* **Dataset records**
......

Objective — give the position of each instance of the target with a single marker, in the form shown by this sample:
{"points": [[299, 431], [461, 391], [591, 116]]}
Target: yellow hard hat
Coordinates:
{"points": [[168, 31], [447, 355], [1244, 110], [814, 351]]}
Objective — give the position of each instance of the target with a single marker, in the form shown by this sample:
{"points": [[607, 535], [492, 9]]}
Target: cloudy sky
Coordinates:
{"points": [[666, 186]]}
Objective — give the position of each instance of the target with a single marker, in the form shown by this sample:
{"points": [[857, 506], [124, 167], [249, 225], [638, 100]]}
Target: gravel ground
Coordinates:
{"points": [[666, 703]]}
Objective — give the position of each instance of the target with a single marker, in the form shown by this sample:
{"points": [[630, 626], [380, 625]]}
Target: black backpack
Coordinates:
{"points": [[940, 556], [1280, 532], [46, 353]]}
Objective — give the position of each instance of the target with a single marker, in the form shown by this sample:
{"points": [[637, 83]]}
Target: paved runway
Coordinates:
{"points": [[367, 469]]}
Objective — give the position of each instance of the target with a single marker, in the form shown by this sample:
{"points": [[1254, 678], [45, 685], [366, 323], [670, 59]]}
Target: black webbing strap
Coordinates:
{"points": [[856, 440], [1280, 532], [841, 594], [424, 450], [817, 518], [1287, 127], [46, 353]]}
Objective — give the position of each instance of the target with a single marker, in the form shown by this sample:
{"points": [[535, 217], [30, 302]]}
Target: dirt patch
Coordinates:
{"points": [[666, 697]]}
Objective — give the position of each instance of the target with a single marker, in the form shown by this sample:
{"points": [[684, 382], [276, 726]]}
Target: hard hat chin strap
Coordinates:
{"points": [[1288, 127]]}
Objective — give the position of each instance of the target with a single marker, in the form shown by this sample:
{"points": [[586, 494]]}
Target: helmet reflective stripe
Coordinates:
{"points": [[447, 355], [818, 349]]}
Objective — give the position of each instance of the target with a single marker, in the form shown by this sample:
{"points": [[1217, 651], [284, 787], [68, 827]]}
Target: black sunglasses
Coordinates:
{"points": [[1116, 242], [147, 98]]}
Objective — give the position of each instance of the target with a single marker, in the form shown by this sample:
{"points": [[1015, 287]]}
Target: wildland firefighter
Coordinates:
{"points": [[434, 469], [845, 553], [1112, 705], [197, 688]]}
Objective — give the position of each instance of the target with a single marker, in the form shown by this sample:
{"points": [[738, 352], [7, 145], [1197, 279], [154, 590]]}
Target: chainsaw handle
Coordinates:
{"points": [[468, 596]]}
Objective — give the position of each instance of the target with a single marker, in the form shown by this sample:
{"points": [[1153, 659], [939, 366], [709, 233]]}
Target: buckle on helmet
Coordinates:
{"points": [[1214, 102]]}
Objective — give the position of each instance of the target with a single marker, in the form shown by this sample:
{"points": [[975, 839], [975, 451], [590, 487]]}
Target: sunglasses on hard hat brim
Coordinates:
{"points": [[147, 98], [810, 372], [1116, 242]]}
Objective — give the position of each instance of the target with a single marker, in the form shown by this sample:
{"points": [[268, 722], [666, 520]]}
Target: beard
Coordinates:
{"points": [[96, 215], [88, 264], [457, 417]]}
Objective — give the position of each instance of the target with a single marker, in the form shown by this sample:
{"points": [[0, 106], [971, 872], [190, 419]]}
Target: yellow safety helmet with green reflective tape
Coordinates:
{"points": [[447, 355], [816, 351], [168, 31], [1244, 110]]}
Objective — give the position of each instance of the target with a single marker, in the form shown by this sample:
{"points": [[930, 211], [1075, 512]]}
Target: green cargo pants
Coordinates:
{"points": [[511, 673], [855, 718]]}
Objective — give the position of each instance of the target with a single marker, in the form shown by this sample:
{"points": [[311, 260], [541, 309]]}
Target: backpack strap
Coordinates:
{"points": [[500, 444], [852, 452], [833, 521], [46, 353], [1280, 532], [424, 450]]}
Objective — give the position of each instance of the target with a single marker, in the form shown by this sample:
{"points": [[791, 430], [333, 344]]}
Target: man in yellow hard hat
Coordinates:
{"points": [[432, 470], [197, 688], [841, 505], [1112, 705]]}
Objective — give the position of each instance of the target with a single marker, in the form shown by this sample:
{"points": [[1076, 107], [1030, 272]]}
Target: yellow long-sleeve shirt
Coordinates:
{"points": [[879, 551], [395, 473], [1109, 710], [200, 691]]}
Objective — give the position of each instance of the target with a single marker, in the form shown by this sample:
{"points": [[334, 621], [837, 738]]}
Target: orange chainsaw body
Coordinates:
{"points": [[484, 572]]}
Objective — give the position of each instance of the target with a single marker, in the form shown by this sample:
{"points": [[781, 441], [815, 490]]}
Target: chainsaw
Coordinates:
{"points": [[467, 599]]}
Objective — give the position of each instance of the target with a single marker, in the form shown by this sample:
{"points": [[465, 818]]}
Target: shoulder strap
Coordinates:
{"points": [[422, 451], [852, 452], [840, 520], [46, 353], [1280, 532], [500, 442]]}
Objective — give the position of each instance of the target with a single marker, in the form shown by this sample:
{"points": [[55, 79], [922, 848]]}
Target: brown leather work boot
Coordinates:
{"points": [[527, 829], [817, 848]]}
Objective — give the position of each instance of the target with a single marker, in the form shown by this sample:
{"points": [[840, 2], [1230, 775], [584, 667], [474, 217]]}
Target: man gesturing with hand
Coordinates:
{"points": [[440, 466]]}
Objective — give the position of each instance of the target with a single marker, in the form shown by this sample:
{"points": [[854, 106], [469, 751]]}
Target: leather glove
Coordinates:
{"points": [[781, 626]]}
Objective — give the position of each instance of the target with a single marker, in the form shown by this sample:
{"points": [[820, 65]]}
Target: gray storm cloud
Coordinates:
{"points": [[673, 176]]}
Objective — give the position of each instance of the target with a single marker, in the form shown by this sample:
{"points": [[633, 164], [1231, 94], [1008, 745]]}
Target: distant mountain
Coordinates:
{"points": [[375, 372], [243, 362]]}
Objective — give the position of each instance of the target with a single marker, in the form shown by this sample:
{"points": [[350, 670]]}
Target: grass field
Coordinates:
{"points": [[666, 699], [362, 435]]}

......

Retype the records in full. Keep every line identical to the original.

Objective — give the position of each instance of the target with a single marker, in the form shown by this sample:
{"points": [[299, 431], [461, 391], [591, 116]]}
Target: yellow hard hat
Coordinates:
{"points": [[168, 31], [447, 355], [1244, 110], [814, 351]]}
Objective — give the position of each instance of the target with a single marker, in the form shown by this sample:
{"points": [[607, 535], [492, 9]]}
Target: cloudy sky
Coordinates:
{"points": [[666, 186]]}
Objective — give the position of each instance of the target with a single marker, in the form shown by this sample:
{"points": [[857, 506], [124, 167], [249, 225], [638, 100]]}
Target: gravel ground
Coordinates:
{"points": [[666, 703]]}
Objective — give the position of each instance of the target with a single marker, in the form shown by this sample:
{"points": [[630, 626], [380, 625]]}
Target: black backpack
Coordinates:
{"points": [[940, 556], [1280, 532], [46, 353]]}
Objective — give the position of each instance of the target with a single marker, in the form shown by this sample:
{"points": [[637, 83]]}
Target: paved runway
Coordinates:
{"points": [[367, 469]]}
Objective — give the position of each instance of the target with a single marker, in the form shown by this sample:
{"points": [[1254, 678], [45, 685], [366, 323], [670, 59]]}
Target: black webbing strap
Coordinates:
{"points": [[856, 440], [1280, 532], [841, 594], [424, 450], [817, 518], [1287, 127], [46, 353]]}
Objective — give the position of each instance of the target with a single marker, in the form shown by this sample:
{"points": [[535, 217], [30, 302]]}
Target: dirt patch
Coordinates:
{"points": [[666, 697]]}
Objective — give the position of each instance of the target with a single marker, in the form shown by this sample:
{"points": [[684, 382], [276, 726]]}
Target: hard hat chin strap
Coordinates:
{"points": [[1288, 127]]}
Objective — give the position of each instance of the target with a single marker, in the form shown by this sample:
{"points": [[586, 494]]}
Target: helmet reflective stripe
Coordinates:
{"points": [[447, 355], [818, 349]]}
Objective — give the position of each instance of the target with a single marker, in the form shown by this sample:
{"points": [[1217, 651], [284, 787], [68, 827]]}
Target: black sunglasses
Coordinates:
{"points": [[1116, 242], [147, 98]]}
Objective — give the position of each instance of the target with a single marker, in the form shown by this sample:
{"points": [[1015, 287]]}
Target: wildland firefighter
Coordinates:
{"points": [[434, 469], [845, 553], [1112, 705], [197, 688]]}
Objective — give the position of each instance of the target with a single marker, in the form shown by this sample:
{"points": [[738, 352], [7, 145], [1197, 279], [154, 590]]}
Target: chainsaw handle
Coordinates:
{"points": [[468, 596]]}
Objective — give the position of each instance of the target with a single marker, in the form shown by this sample:
{"points": [[1153, 659], [939, 366], [709, 233]]}
Target: buckle on helmet
Coordinates:
{"points": [[1214, 102]]}
Objective — give the position of each instance of the target with a single marker, in the form shown by this sample:
{"points": [[975, 839], [975, 451], [590, 487]]}
Target: sunglasses on hard hat brim
Coordinates:
{"points": [[147, 98], [810, 372], [1116, 242]]}
Objective — give the position of each instance of the target with a single marker, in the form shown by this sample:
{"points": [[268, 722], [666, 520]]}
Target: beard
Coordinates:
{"points": [[96, 215], [88, 264], [457, 417]]}
Objective — give the position of each instance of the target with a single marker, in the form shown by this sample:
{"points": [[0, 106], [971, 872], [190, 419]]}
Target: yellow safety helmet with green reflective tape
Coordinates:
{"points": [[447, 355], [816, 351], [168, 31], [1244, 110]]}
Objective — give the position of each instance of the target with a single marker, in the form shown by this sample:
{"points": [[930, 211], [1075, 512]]}
Target: green cargo pants
Coordinates:
{"points": [[511, 673], [855, 718]]}
Objective — give the position of each instance of the target with a single marker, in the form shown by this sample:
{"points": [[311, 260], [541, 309]]}
Target: backpack strap
Coordinates:
{"points": [[500, 444], [852, 452], [833, 521], [46, 353], [1280, 532], [424, 450]]}
Objective — give the position of each instance of the target with a single marker, in the form shown by this sample:
{"points": [[791, 430], [333, 344]]}
Target: man in yellow hard hat
Coordinates:
{"points": [[432, 470], [197, 688], [841, 505], [1112, 705]]}
Objective — give the position of each instance of the target with a single marker, in the form shown by this sample:
{"points": [[1076, 107], [1030, 272]]}
Target: yellow long-sleeve shirt
Coordinates:
{"points": [[879, 551], [395, 473], [1109, 710], [200, 691]]}
Objective — give the position of each instance of the target with a single marker, in the form shown by this sample:
{"points": [[334, 621], [837, 738]]}
Target: orange chainsaw body
Coordinates:
{"points": [[484, 572]]}
Objective — give the position of each instance of the target with a single marker, in the form shown by this sample:
{"points": [[781, 441], [815, 490]]}
Target: chainsaw
Coordinates:
{"points": [[467, 599]]}
Objective — give the position of each instance of the target with a single marker, in the form shown by this sample:
{"points": [[465, 818]]}
Target: shoulder strap
Coordinates:
{"points": [[422, 451], [852, 452], [840, 520], [46, 353], [1280, 532], [500, 442]]}
Objective — give the position of each instance of the target with a single marker, in the form shown by this sample:
{"points": [[55, 79], [922, 848]]}
Target: brown leather work boot
Coordinates:
{"points": [[527, 829], [817, 848]]}
Objective — give the position of each instance of the target with a single marker, in the form shown by this sample:
{"points": [[840, 2], [1230, 775], [584, 667], [474, 217]]}
Target: man gesturing with hand
Coordinates:
{"points": [[440, 466]]}
Objective — give the position of each instance of the target with a single marker, in the form shown by this sample:
{"points": [[854, 106], [469, 751]]}
Target: leather glove
Coordinates:
{"points": [[781, 626]]}
Objective — give the position of each instance of the target with a single marker, in the form shown by this sample:
{"points": [[820, 65]]}
Target: gray storm cloud
Coordinates:
{"points": [[673, 176]]}
Objective — give the position of each instance of the target with a single marker, in the form shown by this sample:
{"points": [[633, 164], [1231, 94], [1008, 745]]}
Target: distant mountain
Coordinates:
{"points": [[375, 372], [243, 362]]}
Objective — give the position of each instance of the target with a single marker, in the form shown by this sample:
{"points": [[350, 670]]}
Target: grass field
Coordinates:
{"points": [[666, 699], [362, 435]]}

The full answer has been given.